Text segment:
4. Running the Script

Run AI_Agent_Education.py to start.

5. Interaction

  • Press and hold the 'c' key or RH grip button to speak. Release to stop and let the AI respond.
  • Use the mouse or RH trigger to select objects and prompt information.
  • 3D text will appear based on head position or eye gaze.

Modifying Environment and Avatars

  • Place environment models in resources/environments or update the path in the configuration file.
  • Use the SightLab VR GUI to select which objects in the scene will be interactive.

Obtaining API Keys

  • OpenAI:
  • Visit OpenAI.
  • Sign up/log in and navigate to the API section.
  • Generate and save a new secret key in key.txt.
  • Eleven Labs:
  • Log in at Eleven Labs.
  • Copy your API key into elevenlabs_key.txt.
  • Anthropic:
  • Go to Anthropic, sign up, and verify your account.
  • Save the API key in anthropic_key.txt.

Additional Information

  • Prompts for GPT models should be enclosed in quotation marks. Example: "I am..." for OpenAI; Anthropic does not require quotes.
  • Refer to ElevenLabs GitHub for more information.

Exercise instructions:
Repeat the passage of the setup instructions from "Obtaining API Keys" up to and including "at Eleven Labs.". The lines here have nothing to do with the setup instructions.

Record extracts:
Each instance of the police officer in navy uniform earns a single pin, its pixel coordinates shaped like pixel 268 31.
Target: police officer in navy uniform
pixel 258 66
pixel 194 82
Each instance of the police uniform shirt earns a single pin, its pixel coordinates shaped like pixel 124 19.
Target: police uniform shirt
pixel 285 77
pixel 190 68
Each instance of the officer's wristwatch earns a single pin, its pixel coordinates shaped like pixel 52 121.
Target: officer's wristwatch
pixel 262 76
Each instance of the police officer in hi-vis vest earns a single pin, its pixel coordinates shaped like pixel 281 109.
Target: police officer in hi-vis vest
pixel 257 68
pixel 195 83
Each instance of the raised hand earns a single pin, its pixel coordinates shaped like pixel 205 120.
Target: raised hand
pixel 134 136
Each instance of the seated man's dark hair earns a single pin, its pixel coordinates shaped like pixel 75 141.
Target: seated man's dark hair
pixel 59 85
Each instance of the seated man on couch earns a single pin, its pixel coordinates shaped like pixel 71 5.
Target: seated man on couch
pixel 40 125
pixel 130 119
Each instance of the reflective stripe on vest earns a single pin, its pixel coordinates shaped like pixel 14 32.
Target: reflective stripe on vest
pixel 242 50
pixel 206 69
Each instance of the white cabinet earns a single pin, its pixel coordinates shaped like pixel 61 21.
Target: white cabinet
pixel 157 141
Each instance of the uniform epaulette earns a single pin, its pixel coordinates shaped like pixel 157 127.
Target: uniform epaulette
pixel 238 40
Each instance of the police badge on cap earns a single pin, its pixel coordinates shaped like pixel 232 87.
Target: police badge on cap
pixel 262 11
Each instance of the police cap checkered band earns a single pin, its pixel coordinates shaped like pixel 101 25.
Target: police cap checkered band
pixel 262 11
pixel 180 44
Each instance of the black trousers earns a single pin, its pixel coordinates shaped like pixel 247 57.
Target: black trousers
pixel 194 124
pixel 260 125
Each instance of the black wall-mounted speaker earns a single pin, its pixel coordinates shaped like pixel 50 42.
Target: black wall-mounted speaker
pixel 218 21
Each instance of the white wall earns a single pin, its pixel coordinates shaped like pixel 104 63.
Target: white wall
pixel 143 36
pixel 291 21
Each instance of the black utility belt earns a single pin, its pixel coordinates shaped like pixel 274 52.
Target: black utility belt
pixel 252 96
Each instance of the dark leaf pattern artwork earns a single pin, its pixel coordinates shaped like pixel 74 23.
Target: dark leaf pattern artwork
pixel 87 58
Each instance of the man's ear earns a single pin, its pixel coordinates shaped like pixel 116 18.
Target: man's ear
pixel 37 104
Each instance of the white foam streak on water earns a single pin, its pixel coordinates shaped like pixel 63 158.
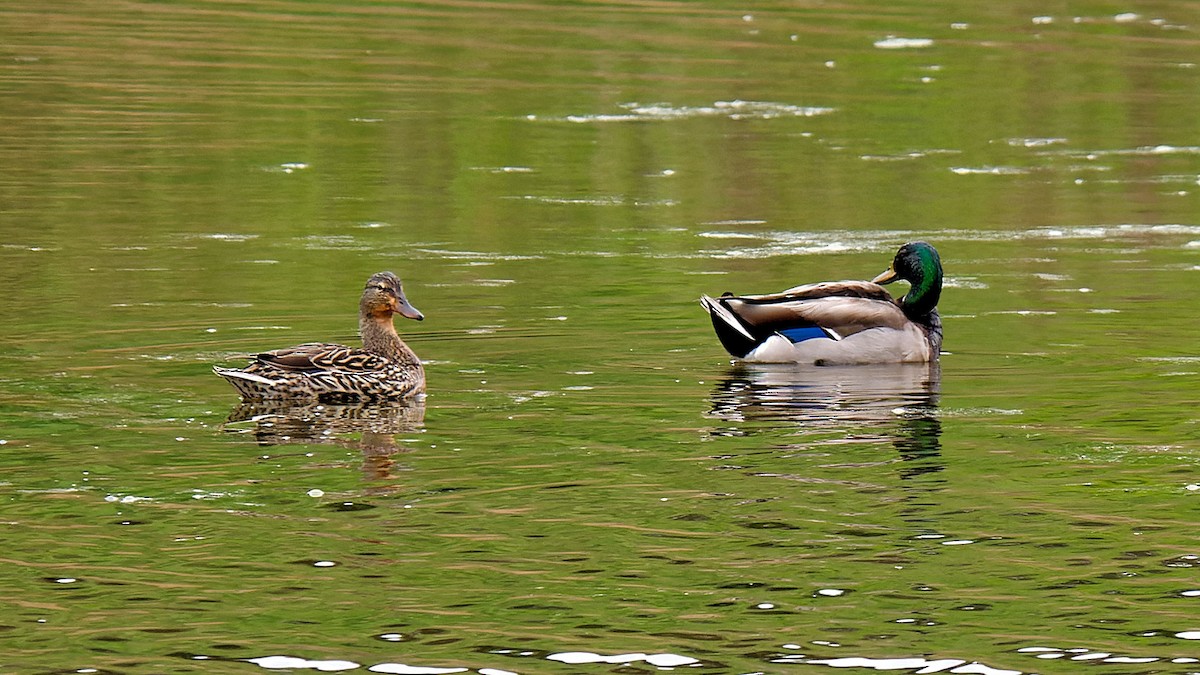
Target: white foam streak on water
pixel 893 42
pixel 732 109
pixel 816 243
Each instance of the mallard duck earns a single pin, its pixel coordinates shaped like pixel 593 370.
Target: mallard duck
pixel 839 322
pixel 385 368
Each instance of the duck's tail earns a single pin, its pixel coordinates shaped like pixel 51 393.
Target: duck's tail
pixel 249 384
pixel 731 332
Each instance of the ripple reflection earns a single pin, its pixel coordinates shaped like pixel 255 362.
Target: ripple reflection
pixel 897 401
pixel 375 424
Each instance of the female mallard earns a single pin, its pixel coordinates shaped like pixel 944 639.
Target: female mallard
pixel 839 322
pixel 385 368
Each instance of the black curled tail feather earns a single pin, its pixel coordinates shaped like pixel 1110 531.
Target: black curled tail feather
pixel 732 334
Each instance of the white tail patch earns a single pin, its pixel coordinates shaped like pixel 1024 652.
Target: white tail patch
pixel 243 375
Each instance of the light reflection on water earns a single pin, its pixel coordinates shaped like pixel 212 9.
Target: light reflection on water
pixel 789 656
pixel 604 495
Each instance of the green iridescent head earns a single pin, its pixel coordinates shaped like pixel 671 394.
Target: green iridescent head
pixel 919 264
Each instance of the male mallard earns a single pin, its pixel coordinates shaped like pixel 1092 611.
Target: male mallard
pixel 385 368
pixel 839 322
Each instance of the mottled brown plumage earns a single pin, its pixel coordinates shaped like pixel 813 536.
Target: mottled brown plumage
pixel 384 368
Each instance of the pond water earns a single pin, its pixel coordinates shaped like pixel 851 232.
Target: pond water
pixel 591 487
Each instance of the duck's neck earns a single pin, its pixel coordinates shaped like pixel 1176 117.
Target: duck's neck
pixel 922 298
pixel 379 338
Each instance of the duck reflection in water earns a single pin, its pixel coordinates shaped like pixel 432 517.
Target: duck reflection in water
pixel 895 401
pixel 375 424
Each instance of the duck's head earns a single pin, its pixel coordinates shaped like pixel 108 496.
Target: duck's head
pixel 384 296
pixel 919 264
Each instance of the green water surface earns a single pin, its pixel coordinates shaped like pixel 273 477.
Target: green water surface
pixel 591 487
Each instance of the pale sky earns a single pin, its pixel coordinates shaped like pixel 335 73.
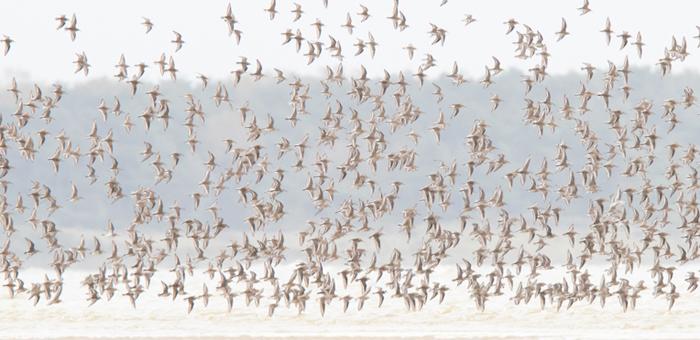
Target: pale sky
pixel 109 28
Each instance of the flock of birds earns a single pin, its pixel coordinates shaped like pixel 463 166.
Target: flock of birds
pixel 341 258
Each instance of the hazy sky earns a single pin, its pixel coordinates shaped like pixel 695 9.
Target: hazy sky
pixel 109 28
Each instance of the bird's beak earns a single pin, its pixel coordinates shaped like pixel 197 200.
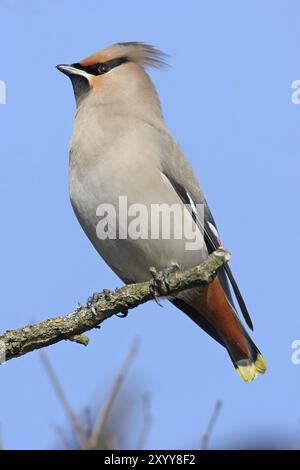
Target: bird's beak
pixel 70 70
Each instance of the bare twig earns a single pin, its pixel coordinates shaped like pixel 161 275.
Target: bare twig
pixel 61 435
pixel 73 419
pixel 147 422
pixel 99 428
pixel 18 342
pixel 213 419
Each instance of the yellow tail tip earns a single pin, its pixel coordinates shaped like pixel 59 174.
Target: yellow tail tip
pixel 248 370
pixel 260 364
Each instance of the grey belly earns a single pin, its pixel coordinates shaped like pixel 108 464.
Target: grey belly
pixel 129 258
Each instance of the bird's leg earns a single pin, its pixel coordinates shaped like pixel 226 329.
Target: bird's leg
pixel 93 299
pixel 159 285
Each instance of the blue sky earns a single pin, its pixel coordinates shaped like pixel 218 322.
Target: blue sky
pixel 227 99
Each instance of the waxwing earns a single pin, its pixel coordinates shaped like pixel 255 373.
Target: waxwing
pixel 125 165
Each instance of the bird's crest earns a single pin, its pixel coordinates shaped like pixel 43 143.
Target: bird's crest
pixel 137 52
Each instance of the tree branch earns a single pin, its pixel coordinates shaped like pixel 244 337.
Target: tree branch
pixel 15 343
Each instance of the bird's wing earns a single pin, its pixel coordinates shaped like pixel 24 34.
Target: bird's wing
pixel 212 240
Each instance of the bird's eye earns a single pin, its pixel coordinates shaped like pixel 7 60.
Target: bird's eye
pixel 103 68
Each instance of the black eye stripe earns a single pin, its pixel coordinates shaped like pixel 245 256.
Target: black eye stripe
pixel 96 68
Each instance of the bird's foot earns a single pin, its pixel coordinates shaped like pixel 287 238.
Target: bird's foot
pixel 160 285
pixel 94 299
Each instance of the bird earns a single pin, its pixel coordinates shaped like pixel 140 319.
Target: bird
pixel 121 148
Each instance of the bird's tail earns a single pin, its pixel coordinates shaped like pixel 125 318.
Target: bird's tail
pixel 248 368
pixel 212 311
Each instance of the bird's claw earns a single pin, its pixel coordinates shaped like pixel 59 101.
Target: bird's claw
pixel 94 299
pixel 160 285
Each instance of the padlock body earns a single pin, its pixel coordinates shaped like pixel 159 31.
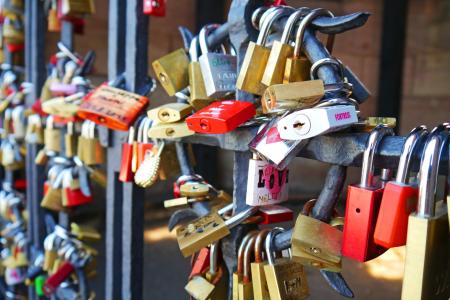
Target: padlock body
pixel 126 174
pixel 252 69
pixel 398 202
pixel 266 185
pixel 427 262
pixel 156 8
pixel 219 74
pixel 274 72
pixel 221 117
pixel 172 71
pixel 360 219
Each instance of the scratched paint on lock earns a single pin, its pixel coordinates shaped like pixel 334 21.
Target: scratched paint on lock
pixel 266 184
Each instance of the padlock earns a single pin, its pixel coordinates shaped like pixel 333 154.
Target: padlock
pixel 52 136
pixel 265 184
pixel 198 98
pixel 298 66
pixel 281 51
pixel 57 278
pixel 260 289
pixel 170 130
pixel 275 214
pixel 156 8
pixel 170 112
pixel 208 229
pixel 399 197
pixel 257 55
pixel 218 69
pixel 172 71
pixel 316 243
pixel 427 263
pixel 144 146
pixel 268 145
pixel 245 287
pixel 286 279
pixel 292 96
pixel 363 204
pixel 221 117
pixel 237 276
pixel 147 173
pixel 311 122
pixel 126 173
pixel 70 140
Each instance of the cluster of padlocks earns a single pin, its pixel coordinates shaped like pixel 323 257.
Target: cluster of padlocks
pixel 273 94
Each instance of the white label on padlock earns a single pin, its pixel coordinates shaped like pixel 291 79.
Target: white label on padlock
pixel 308 123
pixel 265 184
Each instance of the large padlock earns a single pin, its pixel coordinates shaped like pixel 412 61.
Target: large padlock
pixel 208 229
pixel 198 98
pixel 399 196
pixel 311 122
pixel 221 117
pixel 286 279
pixel 281 51
pixel 218 69
pixel 316 243
pixel 363 204
pixel 266 184
pixel 172 71
pixel 268 145
pixel 427 263
pixel 255 60
pixel 156 8
pixel 298 66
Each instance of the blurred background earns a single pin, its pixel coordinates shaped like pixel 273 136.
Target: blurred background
pixel 402 55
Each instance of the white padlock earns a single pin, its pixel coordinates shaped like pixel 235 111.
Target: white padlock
pixel 308 123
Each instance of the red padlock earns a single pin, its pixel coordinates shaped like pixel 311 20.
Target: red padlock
pixel 399 197
pixel 52 282
pixel 156 8
pixel 363 204
pixel 275 214
pixel 144 147
pixel 221 117
pixel 201 263
pixel 126 172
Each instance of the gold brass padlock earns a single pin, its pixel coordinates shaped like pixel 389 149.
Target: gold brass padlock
pixel 169 130
pixel 172 71
pixel 298 66
pixel 170 112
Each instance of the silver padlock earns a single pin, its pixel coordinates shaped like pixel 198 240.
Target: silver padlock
pixel 271 147
pixel 218 69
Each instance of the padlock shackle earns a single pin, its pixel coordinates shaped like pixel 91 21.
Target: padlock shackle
pixel 411 145
pixel 318 12
pixel 435 149
pixel 277 13
pixel 291 22
pixel 269 244
pixel 373 142
pixel 249 250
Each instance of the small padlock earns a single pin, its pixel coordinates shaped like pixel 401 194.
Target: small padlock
pixel 265 184
pixel 399 197
pixel 363 204
pixel 298 66
pixel 218 69
pixel 172 71
pixel 156 8
pixel 257 55
pixel 221 117
pixel 286 279
pixel 198 98
pixel 208 229
pixel 427 262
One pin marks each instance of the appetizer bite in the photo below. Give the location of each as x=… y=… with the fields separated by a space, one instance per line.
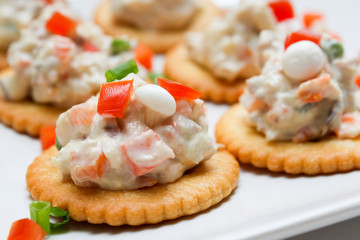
x=14 y=16
x=217 y=61
x=125 y=156
x=302 y=111
x=59 y=61
x=160 y=24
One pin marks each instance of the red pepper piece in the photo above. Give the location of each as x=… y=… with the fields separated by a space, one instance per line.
x=89 y=47
x=60 y=24
x=179 y=91
x=302 y=35
x=357 y=80
x=47 y=136
x=26 y=229
x=114 y=97
x=143 y=55
x=310 y=18
x=282 y=9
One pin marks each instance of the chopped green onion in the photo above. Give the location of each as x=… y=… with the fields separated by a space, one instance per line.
x=59 y=213
x=154 y=76
x=57 y=144
x=333 y=48
x=119 y=45
x=40 y=213
x=121 y=71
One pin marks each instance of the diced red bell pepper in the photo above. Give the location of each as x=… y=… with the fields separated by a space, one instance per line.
x=178 y=91
x=26 y=229
x=62 y=47
x=357 y=80
x=47 y=136
x=302 y=35
x=49 y=1
x=89 y=47
x=144 y=55
x=82 y=114
x=93 y=169
x=145 y=152
x=310 y=18
x=114 y=97
x=282 y=9
x=60 y=24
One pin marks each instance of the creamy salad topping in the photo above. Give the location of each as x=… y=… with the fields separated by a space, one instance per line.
x=61 y=60
x=229 y=46
x=156 y=14
x=305 y=93
x=15 y=15
x=133 y=135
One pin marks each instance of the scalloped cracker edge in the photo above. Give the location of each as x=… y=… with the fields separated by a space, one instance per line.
x=3 y=60
x=159 y=41
x=330 y=155
x=202 y=187
x=180 y=68
x=26 y=116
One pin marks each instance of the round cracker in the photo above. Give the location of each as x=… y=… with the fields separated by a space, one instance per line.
x=159 y=41
x=179 y=67
x=199 y=189
x=330 y=155
x=3 y=60
x=26 y=116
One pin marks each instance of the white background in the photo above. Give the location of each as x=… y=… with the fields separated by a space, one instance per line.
x=264 y=205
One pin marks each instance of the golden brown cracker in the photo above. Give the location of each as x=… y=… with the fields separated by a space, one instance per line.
x=26 y=116
x=200 y=188
x=179 y=67
x=159 y=41
x=330 y=155
x=3 y=60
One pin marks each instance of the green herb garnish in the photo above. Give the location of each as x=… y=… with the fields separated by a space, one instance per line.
x=121 y=71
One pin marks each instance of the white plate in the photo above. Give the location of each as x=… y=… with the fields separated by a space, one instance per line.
x=264 y=205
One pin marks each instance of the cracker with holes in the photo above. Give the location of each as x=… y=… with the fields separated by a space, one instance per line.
x=301 y=115
x=54 y=68
x=3 y=60
x=138 y=153
x=231 y=49
x=162 y=24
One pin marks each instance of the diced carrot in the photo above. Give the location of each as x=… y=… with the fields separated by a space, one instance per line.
x=82 y=114
x=310 y=18
x=26 y=229
x=357 y=80
x=47 y=136
x=313 y=90
x=143 y=54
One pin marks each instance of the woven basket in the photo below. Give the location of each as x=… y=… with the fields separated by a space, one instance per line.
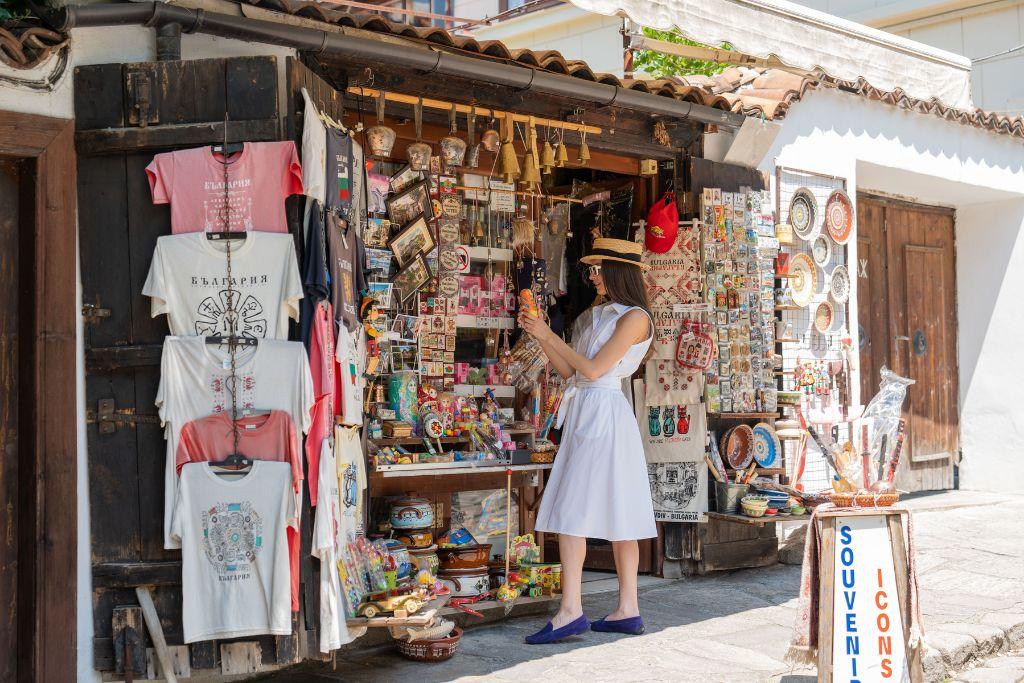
x=431 y=650
x=864 y=500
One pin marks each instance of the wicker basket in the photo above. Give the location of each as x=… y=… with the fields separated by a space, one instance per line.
x=431 y=650
x=864 y=500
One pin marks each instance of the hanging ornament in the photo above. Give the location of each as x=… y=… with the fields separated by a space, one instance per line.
x=380 y=137
x=419 y=153
x=453 y=146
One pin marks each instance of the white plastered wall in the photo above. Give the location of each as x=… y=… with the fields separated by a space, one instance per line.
x=924 y=159
x=92 y=46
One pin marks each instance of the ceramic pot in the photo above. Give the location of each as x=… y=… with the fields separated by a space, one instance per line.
x=466 y=583
x=425 y=558
x=470 y=557
x=401 y=557
x=417 y=539
x=419 y=156
x=412 y=513
x=381 y=140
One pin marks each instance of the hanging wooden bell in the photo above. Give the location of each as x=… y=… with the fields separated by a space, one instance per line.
x=380 y=137
x=584 y=150
x=508 y=163
x=419 y=153
x=453 y=147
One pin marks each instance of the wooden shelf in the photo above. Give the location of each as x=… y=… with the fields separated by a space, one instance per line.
x=757 y=521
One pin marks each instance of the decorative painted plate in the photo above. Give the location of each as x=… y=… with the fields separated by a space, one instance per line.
x=766 y=444
x=803 y=280
x=821 y=250
x=738 y=447
x=839 y=216
x=824 y=315
x=804 y=214
x=839 y=284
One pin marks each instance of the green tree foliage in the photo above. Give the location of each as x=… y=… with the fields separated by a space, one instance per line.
x=667 y=66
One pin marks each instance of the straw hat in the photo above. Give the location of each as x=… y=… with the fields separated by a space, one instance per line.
x=624 y=251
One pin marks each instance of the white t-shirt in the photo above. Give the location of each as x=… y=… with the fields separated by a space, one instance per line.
x=236 y=578
x=313 y=151
x=188 y=282
x=350 y=350
x=330 y=538
x=271 y=376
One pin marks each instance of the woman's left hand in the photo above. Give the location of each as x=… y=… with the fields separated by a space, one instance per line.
x=535 y=326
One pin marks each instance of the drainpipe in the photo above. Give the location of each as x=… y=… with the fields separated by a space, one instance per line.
x=374 y=51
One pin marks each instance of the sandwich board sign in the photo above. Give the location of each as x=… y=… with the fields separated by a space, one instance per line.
x=864 y=620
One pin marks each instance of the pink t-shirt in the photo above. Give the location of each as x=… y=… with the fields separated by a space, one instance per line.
x=260 y=437
x=259 y=178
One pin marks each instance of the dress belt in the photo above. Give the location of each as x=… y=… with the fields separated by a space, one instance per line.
x=577 y=383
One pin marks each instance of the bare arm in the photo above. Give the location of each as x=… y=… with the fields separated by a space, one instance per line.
x=632 y=328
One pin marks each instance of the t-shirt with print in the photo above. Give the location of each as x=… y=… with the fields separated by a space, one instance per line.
x=188 y=282
x=194 y=382
x=259 y=178
x=269 y=437
x=347 y=259
x=236 y=579
x=331 y=536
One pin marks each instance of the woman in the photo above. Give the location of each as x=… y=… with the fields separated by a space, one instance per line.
x=598 y=486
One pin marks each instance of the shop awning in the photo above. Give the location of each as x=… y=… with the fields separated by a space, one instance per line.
x=807 y=39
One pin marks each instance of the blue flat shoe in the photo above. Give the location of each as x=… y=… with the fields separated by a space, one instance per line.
x=551 y=635
x=632 y=626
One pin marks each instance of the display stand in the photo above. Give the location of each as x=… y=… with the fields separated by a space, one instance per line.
x=864 y=597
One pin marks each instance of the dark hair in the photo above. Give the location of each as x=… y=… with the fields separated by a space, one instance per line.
x=624 y=284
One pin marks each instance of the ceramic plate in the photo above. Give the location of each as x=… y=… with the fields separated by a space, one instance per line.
x=839 y=216
x=824 y=315
x=803 y=280
x=821 y=250
x=766 y=444
x=804 y=214
x=739 y=451
x=839 y=285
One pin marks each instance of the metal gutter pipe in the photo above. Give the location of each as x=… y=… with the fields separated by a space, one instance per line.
x=375 y=51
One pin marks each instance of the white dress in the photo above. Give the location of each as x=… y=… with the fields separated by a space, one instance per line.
x=598 y=486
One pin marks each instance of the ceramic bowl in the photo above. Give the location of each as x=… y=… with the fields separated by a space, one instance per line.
x=469 y=557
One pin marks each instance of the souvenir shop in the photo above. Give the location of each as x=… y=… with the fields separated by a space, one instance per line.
x=321 y=301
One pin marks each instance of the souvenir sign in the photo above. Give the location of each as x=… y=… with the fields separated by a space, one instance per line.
x=824 y=315
x=839 y=285
x=413 y=240
x=804 y=214
x=803 y=280
x=839 y=216
x=821 y=250
x=766 y=444
x=413 y=202
x=412 y=278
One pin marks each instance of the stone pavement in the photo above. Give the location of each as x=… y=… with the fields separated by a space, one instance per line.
x=736 y=626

Exercise answer:
Obtaining API Keys

  • OpenAI:
  • Visit OpenAI.
  • Sign up/log in and navigate to the API section.
  • Generate and save a new secret key in key.txt.
  • Eleven Labs:
  • Log in at Eleven Labs.